Excerpts from a dataset:
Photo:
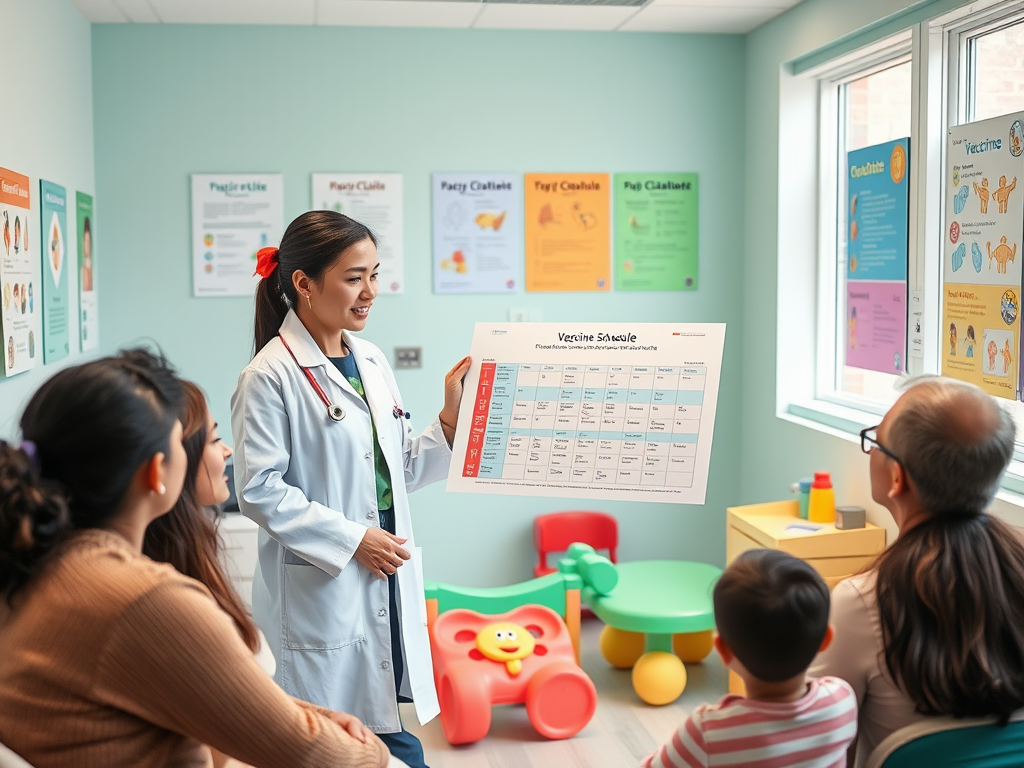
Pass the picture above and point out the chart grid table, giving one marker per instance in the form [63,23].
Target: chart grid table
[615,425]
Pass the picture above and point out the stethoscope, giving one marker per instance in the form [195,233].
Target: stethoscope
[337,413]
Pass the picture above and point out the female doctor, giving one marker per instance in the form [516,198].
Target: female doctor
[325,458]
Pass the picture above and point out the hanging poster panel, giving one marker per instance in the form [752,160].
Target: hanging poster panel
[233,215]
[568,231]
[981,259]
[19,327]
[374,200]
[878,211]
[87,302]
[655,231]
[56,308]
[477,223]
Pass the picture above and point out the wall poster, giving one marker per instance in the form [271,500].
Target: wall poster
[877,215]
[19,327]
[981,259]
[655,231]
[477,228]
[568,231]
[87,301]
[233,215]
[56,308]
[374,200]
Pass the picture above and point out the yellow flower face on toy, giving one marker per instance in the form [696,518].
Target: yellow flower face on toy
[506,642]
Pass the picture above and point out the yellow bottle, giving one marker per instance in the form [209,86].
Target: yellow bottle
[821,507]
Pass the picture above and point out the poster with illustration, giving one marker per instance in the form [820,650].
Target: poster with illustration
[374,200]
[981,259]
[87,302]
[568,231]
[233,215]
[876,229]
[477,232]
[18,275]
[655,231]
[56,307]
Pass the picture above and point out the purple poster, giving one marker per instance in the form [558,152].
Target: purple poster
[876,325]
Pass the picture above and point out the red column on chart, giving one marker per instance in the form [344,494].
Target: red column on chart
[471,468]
--
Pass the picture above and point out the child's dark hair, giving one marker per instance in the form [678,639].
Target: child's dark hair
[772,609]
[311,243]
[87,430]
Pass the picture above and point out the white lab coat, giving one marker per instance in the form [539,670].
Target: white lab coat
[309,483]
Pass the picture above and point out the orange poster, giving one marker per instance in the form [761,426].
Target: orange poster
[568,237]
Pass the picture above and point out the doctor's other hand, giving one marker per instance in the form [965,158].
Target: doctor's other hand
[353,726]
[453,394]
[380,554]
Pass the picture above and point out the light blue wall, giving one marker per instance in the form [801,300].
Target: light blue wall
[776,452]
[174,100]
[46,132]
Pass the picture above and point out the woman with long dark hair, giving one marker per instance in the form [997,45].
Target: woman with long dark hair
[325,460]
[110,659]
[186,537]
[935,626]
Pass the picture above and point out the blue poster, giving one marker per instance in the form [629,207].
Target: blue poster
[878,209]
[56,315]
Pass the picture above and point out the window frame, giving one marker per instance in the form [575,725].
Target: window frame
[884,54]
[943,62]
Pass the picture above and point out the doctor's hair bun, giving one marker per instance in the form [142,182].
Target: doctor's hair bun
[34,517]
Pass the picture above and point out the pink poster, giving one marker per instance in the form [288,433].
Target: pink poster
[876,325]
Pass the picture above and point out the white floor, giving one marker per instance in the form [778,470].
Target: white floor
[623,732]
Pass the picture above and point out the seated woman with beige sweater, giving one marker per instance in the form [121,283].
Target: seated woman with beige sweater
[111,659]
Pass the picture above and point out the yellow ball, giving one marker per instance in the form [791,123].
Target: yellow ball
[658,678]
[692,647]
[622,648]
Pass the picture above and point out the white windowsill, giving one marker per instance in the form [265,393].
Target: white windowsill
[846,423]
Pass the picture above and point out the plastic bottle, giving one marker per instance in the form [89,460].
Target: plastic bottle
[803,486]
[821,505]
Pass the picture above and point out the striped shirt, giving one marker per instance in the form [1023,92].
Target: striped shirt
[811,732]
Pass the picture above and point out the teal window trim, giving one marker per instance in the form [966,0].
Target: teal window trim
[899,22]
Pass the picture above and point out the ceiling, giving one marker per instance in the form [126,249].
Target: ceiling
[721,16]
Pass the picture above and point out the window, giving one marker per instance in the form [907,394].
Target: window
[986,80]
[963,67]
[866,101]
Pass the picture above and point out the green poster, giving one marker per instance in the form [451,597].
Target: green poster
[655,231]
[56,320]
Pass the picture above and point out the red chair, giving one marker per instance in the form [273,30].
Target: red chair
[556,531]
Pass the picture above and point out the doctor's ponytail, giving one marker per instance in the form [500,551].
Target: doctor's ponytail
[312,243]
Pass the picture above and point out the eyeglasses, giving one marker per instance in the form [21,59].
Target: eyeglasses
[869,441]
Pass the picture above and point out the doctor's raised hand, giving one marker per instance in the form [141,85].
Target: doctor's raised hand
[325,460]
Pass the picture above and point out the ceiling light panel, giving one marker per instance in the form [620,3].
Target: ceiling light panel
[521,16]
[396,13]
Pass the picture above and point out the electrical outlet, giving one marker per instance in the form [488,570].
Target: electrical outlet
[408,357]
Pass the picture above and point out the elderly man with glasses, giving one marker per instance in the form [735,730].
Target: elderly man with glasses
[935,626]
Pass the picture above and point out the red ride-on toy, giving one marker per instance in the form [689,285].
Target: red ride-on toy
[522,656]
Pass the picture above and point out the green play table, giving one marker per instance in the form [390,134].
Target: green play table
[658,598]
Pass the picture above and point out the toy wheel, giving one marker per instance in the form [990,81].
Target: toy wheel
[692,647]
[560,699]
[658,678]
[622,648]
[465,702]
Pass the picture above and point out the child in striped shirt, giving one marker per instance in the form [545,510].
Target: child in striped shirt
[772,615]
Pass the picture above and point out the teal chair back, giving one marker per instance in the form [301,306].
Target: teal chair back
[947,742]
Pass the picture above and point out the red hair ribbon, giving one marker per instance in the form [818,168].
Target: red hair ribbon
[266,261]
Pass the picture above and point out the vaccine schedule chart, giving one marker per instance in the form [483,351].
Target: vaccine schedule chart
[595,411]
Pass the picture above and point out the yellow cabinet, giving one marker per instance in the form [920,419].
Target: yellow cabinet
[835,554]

**Problem details**
Please transcribe exactly the lines above from the line that has "Target: chart grid table" up to and including the line that has "Pass the picture above and point out the poster"; no other line belongs in the answer.

**Expected answer**
Target: chart grid table
[615,425]
Pass the picture above and point out the stethoscope, giving one marker per instance in the form [195,233].
Target: stethoscope
[337,413]
Pass the picture above and point out the female doctor, giving one marker per instance in the form [516,198].
Target: female doctor
[325,458]
Pass the picture above and point out the hanging poster panel, giving one marker per instance in the form [752,160].
Target: hanging poster panel
[233,215]
[568,231]
[981,259]
[19,327]
[374,200]
[878,211]
[87,302]
[655,231]
[56,308]
[477,223]
Pass the picture above and point out the wall poster, giving one marker per instance in the form [271,500].
Target: wall poster
[877,215]
[19,327]
[981,259]
[655,231]
[477,228]
[568,231]
[87,301]
[233,215]
[56,308]
[374,200]
Pass the picture above and point out the yellow flower face on toy, giving one marker per instance in the form [696,518].
Target: yellow flower face on toy
[506,642]
Pass the picture above and point out the yellow bottle, giving one marker per instance in the form [209,86].
Target: yellow bottle
[821,507]
Pass the picture above and point out the poster with illustration, giving one marker per instance in the form [820,650].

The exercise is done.